How to complete this task
Should the word "train" occur in a line of the records, copy that line.

Data to process

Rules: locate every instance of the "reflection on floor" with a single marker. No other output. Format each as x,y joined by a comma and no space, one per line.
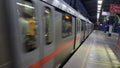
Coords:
96,52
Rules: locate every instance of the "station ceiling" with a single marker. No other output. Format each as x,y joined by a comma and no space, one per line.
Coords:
91,8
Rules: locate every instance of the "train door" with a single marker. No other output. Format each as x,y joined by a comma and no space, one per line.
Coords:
64,33
83,29
24,32
46,13
77,33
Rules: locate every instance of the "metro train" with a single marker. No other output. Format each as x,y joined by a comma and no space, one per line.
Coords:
39,33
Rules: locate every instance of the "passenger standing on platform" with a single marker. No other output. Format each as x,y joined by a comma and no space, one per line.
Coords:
110,22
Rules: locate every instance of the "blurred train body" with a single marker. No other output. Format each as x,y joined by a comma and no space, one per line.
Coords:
39,33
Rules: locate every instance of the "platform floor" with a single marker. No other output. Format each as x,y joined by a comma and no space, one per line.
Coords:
96,52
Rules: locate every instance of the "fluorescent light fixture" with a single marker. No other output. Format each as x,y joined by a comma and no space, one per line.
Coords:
105,13
98,11
98,14
99,6
100,1
25,5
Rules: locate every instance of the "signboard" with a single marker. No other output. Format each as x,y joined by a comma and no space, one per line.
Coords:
114,8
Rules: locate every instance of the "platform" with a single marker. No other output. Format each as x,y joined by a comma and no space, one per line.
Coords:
96,52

Exercise answer
Rules: locate every instance of the "train door" with a single marker. No other output. Format each as x,y joined by a comma and no space, one per line.
Rules: locate every instance of the "metro train" with a single marker. No other output. Format each as x,y joined by a comma and no space, one per line.
Rules: locate every instance of the "blurred train body" with a single marker. No other output. Format each as x,y joined by a comma and no space, one per line.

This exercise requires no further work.